- Region pointing data -

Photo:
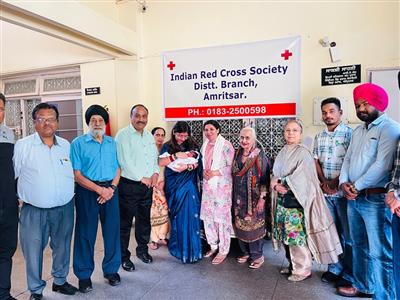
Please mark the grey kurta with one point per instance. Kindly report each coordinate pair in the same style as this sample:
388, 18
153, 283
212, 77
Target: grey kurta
296, 165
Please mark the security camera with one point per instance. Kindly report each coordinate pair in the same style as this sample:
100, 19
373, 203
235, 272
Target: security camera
324, 41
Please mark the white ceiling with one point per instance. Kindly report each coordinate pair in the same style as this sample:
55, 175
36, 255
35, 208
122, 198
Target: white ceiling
22, 49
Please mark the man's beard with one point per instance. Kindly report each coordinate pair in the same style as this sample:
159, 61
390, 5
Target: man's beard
368, 118
96, 132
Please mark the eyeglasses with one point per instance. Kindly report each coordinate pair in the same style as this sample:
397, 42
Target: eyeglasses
96, 121
44, 120
183, 136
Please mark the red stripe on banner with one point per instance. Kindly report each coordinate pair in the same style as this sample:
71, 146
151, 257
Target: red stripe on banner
234, 111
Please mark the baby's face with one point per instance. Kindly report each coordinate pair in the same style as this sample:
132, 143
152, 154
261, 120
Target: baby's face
192, 154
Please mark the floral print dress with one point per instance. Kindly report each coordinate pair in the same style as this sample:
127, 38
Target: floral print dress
289, 225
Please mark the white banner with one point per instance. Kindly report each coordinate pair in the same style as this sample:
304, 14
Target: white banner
260, 79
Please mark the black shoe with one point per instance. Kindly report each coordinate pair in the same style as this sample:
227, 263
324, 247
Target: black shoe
36, 297
329, 277
65, 288
343, 283
85, 285
145, 257
113, 279
128, 266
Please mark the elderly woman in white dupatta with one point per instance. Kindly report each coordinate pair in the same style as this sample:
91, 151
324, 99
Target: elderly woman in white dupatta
250, 170
301, 219
216, 202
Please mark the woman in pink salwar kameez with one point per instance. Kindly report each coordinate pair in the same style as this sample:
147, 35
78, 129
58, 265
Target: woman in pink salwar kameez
216, 202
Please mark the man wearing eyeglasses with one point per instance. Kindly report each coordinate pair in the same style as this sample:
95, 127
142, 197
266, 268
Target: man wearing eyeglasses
138, 159
8, 205
95, 164
46, 187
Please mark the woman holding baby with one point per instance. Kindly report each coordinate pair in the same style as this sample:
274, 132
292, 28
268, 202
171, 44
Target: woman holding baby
181, 191
216, 202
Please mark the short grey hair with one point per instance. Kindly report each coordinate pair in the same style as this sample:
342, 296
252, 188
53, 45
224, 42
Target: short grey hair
251, 129
296, 121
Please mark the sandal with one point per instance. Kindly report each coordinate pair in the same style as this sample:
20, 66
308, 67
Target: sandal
297, 278
153, 245
163, 242
256, 264
242, 259
218, 259
210, 253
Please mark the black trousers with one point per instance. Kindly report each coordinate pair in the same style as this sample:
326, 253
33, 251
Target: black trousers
135, 201
8, 245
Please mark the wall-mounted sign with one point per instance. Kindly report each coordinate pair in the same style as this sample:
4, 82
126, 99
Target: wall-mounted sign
260, 79
92, 91
341, 75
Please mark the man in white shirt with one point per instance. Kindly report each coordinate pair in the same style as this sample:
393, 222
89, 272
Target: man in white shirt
46, 186
138, 159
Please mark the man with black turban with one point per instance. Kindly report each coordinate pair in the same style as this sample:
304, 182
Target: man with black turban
365, 173
96, 170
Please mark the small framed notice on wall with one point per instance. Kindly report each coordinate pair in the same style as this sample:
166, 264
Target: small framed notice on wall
341, 75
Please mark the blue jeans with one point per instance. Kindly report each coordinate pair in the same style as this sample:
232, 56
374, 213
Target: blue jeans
88, 213
37, 225
338, 209
396, 253
371, 233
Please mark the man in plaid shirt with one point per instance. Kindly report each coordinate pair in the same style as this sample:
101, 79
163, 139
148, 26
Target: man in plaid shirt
330, 147
393, 202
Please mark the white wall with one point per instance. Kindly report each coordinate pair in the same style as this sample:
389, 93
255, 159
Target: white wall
365, 33
117, 80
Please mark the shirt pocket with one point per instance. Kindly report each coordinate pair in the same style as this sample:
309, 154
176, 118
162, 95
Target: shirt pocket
65, 168
371, 147
340, 150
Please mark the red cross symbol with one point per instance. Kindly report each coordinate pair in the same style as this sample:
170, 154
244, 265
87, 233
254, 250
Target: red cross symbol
286, 54
171, 65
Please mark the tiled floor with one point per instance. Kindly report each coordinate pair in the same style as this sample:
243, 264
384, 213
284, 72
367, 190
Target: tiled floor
168, 278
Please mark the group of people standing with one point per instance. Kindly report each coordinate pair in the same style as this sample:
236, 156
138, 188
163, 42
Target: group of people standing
338, 204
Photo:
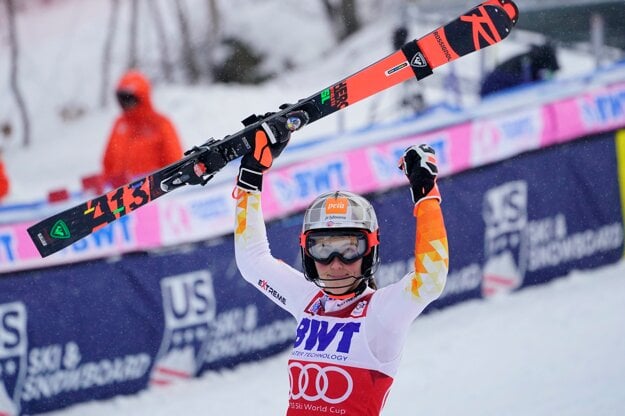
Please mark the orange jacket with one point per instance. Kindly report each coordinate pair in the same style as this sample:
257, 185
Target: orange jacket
4, 181
142, 140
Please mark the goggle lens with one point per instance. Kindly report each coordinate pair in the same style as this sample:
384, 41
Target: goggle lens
348, 246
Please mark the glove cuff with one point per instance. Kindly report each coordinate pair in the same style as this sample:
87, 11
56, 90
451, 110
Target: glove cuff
250, 180
433, 194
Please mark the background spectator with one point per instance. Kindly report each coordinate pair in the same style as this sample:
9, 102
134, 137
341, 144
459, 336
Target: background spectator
142, 140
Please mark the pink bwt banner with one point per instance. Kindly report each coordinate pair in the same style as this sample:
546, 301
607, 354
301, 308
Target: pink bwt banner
207, 212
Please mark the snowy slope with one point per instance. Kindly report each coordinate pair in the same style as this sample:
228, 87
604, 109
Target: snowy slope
555, 349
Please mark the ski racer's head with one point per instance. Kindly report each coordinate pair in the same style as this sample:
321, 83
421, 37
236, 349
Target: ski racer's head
133, 92
339, 244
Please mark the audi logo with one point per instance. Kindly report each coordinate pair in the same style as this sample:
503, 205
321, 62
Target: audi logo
312, 382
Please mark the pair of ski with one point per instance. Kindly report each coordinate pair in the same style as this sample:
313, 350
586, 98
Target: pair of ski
482, 26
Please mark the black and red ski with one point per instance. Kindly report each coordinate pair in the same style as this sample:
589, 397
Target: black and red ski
482, 26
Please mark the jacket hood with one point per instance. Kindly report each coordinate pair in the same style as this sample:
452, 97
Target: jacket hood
136, 83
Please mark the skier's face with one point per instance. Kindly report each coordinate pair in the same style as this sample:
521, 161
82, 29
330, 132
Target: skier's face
338, 277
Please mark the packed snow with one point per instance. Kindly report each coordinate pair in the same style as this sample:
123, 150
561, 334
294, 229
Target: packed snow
60, 60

- WORK TO BE COMPLETED -
Copy out all the data without changing anything, and drop the pictures.

- RESPONSE BELOW -
Photo:
Please mark the grey kurta with one point per instance. Kindly report each coordinate pair in the same style as this sample:
388, 18
153, 283
212, 77
Target: grey kurta
296, 165
Please mark the security camera with one point per instance. Kindly report each coordinate pair in the same style as this sample:
100, 19
373, 203
235, 272
Target: security camera
324, 41
Please mark the white ceiling with one point per instance. Kindly report each coordinate pair in the same style as this sample:
55, 175
36, 255
35, 208
122, 198
Target: white ceiling
22, 49
Please mark the man's beard with one point per instance. Kindly report each coordinate pair in the same style as this sample:
159, 61
390, 5
Target: man's beard
368, 118
96, 132
Please mark the eyeglasses with one point per instance. Kindly report each coordinate pair in the same style as this sample:
397, 42
Target: eyeglasses
96, 121
44, 120
183, 136
Please mark the red stripe on banner with one point per instance. Kindly report each coordinate pair in the same style as this sample:
71, 146
151, 257
Target: red stripe on banner
234, 111
Please mark the baby's face with one point per instance. Kindly report each coordinate pair in the same style as this sample:
132, 143
152, 154
261, 120
Target: baby's face
192, 154
Please mark the floral print dress with one point per instance. Kindly report each coordinate pair in the same style as this sample:
127, 38
Target: floral print dress
289, 225
Please mark the white banner with one point per instance. Kindly report each coordinate pair in the same style as this sample:
304, 14
Target: white banner
260, 79
Please mark the black shoe with one point per instance. Kindly report each coordinate pair in the same style as this sample:
227, 263
324, 247
Target: black shoe
36, 297
329, 277
65, 288
343, 283
85, 285
145, 257
113, 279
128, 266
Please mark the elderly woman in white dupatta with one point per instance. Kindly report each coordinate pair in the same style as this sample:
91, 151
324, 99
Target: elderly woman in white dupatta
250, 170
301, 219
216, 202
Please mark the woman in pink salwar kameez with one point per instance. Kindly report each coordinate pair in the same style as this sample:
147, 35
78, 129
58, 265
Target: woman in pink salwar kameez
216, 202
Please mark the man wearing eyeglasses with one point per instance. Kindly report each coordinate pair in the same style as this sample:
95, 127
142, 197
266, 268
Target: man wearing eyeglasses
138, 159
8, 205
95, 164
46, 187
Please mark the woman holding baby with one point per instance. Kindly report each coordinate pair in the same style as this sample:
274, 132
292, 28
268, 202
171, 44
Target: woman holding baby
181, 191
216, 202
Please mark the short grey hair with one point per instance. Kindly report each coordinate pair in the same style as this sample:
342, 296
252, 188
53, 45
224, 42
Target: short grey hair
251, 129
296, 121
Please mark the sandal with one point per instance. Kindly report each coordinate pair in the same style as this sample:
20, 66
308, 67
Target: sandal
297, 278
153, 245
163, 242
256, 264
242, 259
218, 259
210, 253
Please mark the black trousers with one point per instance. Kindly report each coordinate pair in the same style as this sample:
326, 253
33, 251
Target: black trousers
135, 201
8, 245
Please mark the wall-mounted sign with one point per instance. Kindly report each coordinate pair in the same style as this sample:
4, 82
126, 99
Target: wall-mounted sign
260, 79
92, 91
341, 75
Please mark the man in white shirt with one point per instance. Kindly report each coordinate pair in the same style as this sample:
393, 222
89, 272
Target: man in white shirt
46, 186
138, 159
Please mark the man with black turban with one point per instance. Kindly report each coordinate pair in the same style as this sample:
304, 182
Target: man with black turban
365, 173
96, 170
Please mark the small framed notice on wall with one point per instance. Kindly report each coordinate pair in the same style as this sample:
166, 264
Target: small framed notice on wall
341, 75
Please mark the blue jeans with one point per instance. Kindly report each coordinate pair in the same style as this sample:
232, 56
374, 213
Target: blue jeans
88, 213
37, 225
338, 209
396, 253
371, 233
Please mark the man in plaid shirt with one point per instance. Kindly report each coordinate pair in the same style as this sample:
101, 79
163, 139
148, 26
Target: man in plaid shirt
330, 147
393, 202
Please mark the white wall with one point per instance. Kindly report each coordinate pair in the same style as this sample:
389, 93
255, 159
Target: white wall
365, 33
117, 80
Please mark the shirt pocket with one point per instance. Kindly report each coordinate pair in the same style as this sample:
309, 154
176, 118
162, 95
Target: shirt pocket
65, 168
371, 147
340, 150
Please mark the red cross symbol with one point per instance. Kindly report each coordinate pair in the same style as this sample:
170, 154
244, 265
87, 233
254, 250
Target: red cross symbol
286, 54
171, 65
Please mark the tiled floor with one point per instance. Kindly report each coordinate pair in the same style as this sample:
243, 264
384, 213
284, 72
367, 190
Target: tiled floor
168, 278
Please mark the group of people standing with one point per instance. Kindly report each coordinate pair in the same style as this sample:
236, 156
138, 188
163, 42
Target: group of people standing
338, 204
Photo:
Please mark the orange jacket with one point per instance. Kindly report each coordinate pair in the same style as this sample:
257, 185
Target: orange jacket
4, 181
142, 140
Please mark the goggle lens with one point per instance. Kindly report each coordinate pair in the same style as this sample:
384, 41
Target: goggle lens
348, 246
Please mark the glove cuff with one point per instance. Kindly report each coordinate pair in the same style as this sample:
87, 11
56, 90
451, 110
Target: glove cuff
250, 180
433, 194
Please mark the background spectator with one point per instance. Kindly report each coordinate pair in the same style as this sample:
9, 102
134, 137
341, 144
459, 336
Target: background spectator
142, 140
Please mark the pink bwt banner with one point per instance. Kindly report each coordinate pair in the same style as this sample:
546, 301
607, 354
301, 308
Target: pink bwt banner
207, 212
Please mark the snowy slope with one point per instance. Kindly report each coordinate pair in the same style as this sample:
228, 87
604, 109
Target: snowy slope
555, 349
Please mark the ski racer's head with one point per instance. Kindly report each coordinate pair in the same style as this sample:
321, 83
421, 37
236, 349
Target: ski racer's head
133, 92
339, 244
Please mark the audi logo with one point per instance. Kindly report each coordinate pair in the same style as this sample:
503, 205
321, 62
Target: audi logo
312, 382
Please mark the pair of ski with one point per instance. Kindly report each coordinate pair in the same style as this sample:
313, 350
586, 98
Target: pair of ski
482, 26
Please mark the black and red ski with one point per instance. Kindly report each coordinate pair in the same style as this sample:
589, 397
Target: black and red ski
482, 26
Please mark the jacket hood with one point per instance. Kindly report each coordinate pair in the same style as this sample:
452, 97
Target: jacket hood
136, 83
Please mark the skier's face with one point per instance. Kindly report each coordinate pair in the same style as this sample:
521, 161
82, 29
330, 132
Target: skier's face
338, 277
Please mark the packed snow with one point per instance. Kindly report each coordinate pair in the same style as this sample:
123, 150
561, 334
294, 229
Target: packed snow
60, 60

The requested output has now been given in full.